- _AIM_: Copy each of the entries below line for line, keeping every character unchanged.

* * * * * * *

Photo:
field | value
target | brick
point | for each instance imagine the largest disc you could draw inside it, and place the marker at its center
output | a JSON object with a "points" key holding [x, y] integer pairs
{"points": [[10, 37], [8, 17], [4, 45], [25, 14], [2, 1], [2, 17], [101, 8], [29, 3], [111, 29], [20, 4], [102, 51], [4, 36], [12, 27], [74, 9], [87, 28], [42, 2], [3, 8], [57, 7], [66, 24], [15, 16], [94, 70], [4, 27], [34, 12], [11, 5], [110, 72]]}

* * * * * * *

- _EXERCISE RESULT_:
Photo:
field | value
target | brick
point | for each instance imagine the largest disc you could draw inside it, and place the marker at its center
output | a JSON object with a "points" key holding [x, y] integer pairs
{"points": [[10, 37], [8, 17], [4, 45], [25, 14], [2, 1], [2, 17], [101, 8], [29, 3], [111, 29], [20, 4], [102, 51], [4, 36], [12, 27], [74, 9], [87, 28], [42, 2], [3, 8], [57, 7], [66, 24], [15, 16], [94, 70], [4, 27], [34, 12], [11, 5], [110, 72]]}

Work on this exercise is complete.